PASSAGE below:

Two weeks ago, Willow said to me, “My mom said she loves you, Charlotte”.  When I asked why, she responded it was because I’ve saved her life and that without me Willow would have been lost.  SO, how can I explain this dialectic?  On one hand, I’ve been continuing to provide care for someone in a way that many members of my professional community would view as unethical and perhaps dangerous.  On the other hand, there is Willow.  Willow-- who, after decades (literally) of severe AN B/P, now has 9-ish months of binge/purge B/P abstinence under her belt, is battling to increase her caloric and nutritional content and rebuild her chronically weakened body so she can be safe and present for an ICED 2026 poster presentation in which she is a co-author and an expert by experience.  She is saving her own life.

This is beyond wonderful.  But, what does it have to do with MED-DBT?  While I could provide a laundry list of MED-DBT strategies that I have employed in my work with Willow, I will instead say this: principle over protocol.  I know all the protocols to apply, and for that matter, so does Willow.  So I, with her informed consent, shifted our focus to supporting her in finding the ways that allowed her to meet the principles of her treatment needs. I’ll pause here for a minute to explain what principle over protocol means to me. In MED-DBT we have a catalog of evidence-based protocols which are demonstrated in the literature to be key to the structure of effective and safe treatment.  These protocols are based on standard DBT and evidence based treatment and management, both clinical and medical, of eating disorders. AND, we choose to emphasize the principles of acceptance and validation to allow adjustment of the treatment to fit the individual needs of the client.  The protocols are applied in a way which supports the principles. For Willow, principle over protocol meant shifting focus from protocol-centered to her explicit life worth living (LWL) goals and this made a significant difference. Even though her LWL goals seemed unachievable when considered with the severity of her symptoms, I used MED-DBT’s philosophical framework to move away from arbitrary goals (“you need to stop purging or else….”) and instead targeted symptoms that interfered directly with the LWL vision we had crafted. Instead of a binary recovery/relapse, we focused on dialectical abstinence (e.g., planning to not purge while simultaneously planning for the inevitable purge).  We built a skill set around her wise mind and practiced observing and describing it when it spoke.   I managed my fear and listened for the voices of my mentors to bring me back to my own wise mind.  I have actively sought consultation and validation from MED-DBT colleagues to support me. And I have remembered that change which happens with the movement of one grain of sand as the water moves over a rock is sometimes more sustainable than a behavioral sledgehammer.

And, friends, colleagues, guess what?  It’s working. We aren’t done. Not by a long shot. But it’s working.

“On one hand, I’ve been continuing to provide care for someone in a way that many members of my professional community would view as unethical and perhaps dangerous. On the other hand, there is Willow.”

End of PASSAGE.
DATA SUPPLIED below:

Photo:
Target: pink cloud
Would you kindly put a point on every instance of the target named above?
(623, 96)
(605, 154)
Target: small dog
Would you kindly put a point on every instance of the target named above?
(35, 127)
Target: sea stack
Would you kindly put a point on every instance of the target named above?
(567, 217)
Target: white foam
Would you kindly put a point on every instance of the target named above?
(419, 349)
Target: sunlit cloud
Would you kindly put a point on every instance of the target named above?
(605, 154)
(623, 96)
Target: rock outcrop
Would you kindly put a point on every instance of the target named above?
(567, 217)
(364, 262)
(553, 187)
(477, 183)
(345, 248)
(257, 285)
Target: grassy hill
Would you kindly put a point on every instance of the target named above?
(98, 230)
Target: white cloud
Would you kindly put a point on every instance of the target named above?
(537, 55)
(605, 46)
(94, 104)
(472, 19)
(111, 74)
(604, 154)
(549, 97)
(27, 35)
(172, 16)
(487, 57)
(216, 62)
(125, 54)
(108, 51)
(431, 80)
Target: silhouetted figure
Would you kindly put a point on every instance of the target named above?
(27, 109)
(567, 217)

End of DATA SUPPLIED.
DATA SUPPLIED below:

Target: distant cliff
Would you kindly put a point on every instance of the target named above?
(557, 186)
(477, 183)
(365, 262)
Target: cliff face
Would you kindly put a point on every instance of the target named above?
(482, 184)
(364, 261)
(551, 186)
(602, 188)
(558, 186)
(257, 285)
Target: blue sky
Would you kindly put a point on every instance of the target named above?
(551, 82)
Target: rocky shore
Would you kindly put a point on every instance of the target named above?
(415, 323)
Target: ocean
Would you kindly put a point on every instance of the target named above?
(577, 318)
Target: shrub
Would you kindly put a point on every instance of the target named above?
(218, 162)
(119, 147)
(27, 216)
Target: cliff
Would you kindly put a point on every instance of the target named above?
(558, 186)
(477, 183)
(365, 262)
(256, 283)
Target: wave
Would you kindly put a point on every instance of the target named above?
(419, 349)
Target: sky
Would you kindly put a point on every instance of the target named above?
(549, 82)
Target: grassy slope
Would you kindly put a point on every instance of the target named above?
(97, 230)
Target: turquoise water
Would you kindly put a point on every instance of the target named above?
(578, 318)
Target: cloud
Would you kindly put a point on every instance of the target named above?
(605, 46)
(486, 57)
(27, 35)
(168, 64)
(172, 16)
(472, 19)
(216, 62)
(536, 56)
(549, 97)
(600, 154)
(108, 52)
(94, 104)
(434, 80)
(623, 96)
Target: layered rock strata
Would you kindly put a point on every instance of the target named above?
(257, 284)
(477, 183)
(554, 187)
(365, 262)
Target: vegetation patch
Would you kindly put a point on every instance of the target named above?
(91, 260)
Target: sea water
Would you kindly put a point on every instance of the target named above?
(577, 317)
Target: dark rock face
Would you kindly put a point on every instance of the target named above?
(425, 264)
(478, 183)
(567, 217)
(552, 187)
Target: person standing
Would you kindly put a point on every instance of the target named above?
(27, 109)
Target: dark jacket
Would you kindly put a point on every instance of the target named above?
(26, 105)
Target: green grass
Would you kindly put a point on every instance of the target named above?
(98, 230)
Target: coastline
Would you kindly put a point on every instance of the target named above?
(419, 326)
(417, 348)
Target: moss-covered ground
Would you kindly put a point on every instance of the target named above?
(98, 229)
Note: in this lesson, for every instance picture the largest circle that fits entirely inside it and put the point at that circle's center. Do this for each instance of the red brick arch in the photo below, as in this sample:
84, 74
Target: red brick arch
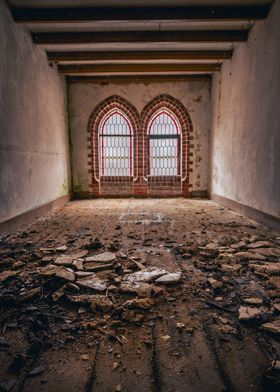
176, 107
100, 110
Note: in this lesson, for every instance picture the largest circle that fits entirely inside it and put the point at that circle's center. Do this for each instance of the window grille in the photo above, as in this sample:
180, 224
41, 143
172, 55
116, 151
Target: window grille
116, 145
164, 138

End of DATA SUPPLIED.

■ **TASK**
Write out the passage about Willow and MED-DBT word for word, from "Two weeks ago, Willow" to "her own life.".

■ **ANSWER BOX**
Two weeks ago, Willow said to me, “My mom said she loves you, Charlotte”.  When I asked why, she responded it was because I’ve saved her life and that without me Willow would have been lost.  SO, how can I explain this dialectic?  On one hand, I’ve been continuing to provide care for someone in a way that many members of my professional community would view as unethical and perhaps dangerous.  On the other hand, there is Willow.  Willow-- who, after decades (literally) of severe AN B/P, now has 9-ish months of binge/purge B/P abstinence under her belt, is battling to increase her caloric and nutritional content and rebuild her chronically weakened body so she can be safe and present for an ICED 2026 poster presentation in which she is a co-author and an expert by experience.  She is saving her own life.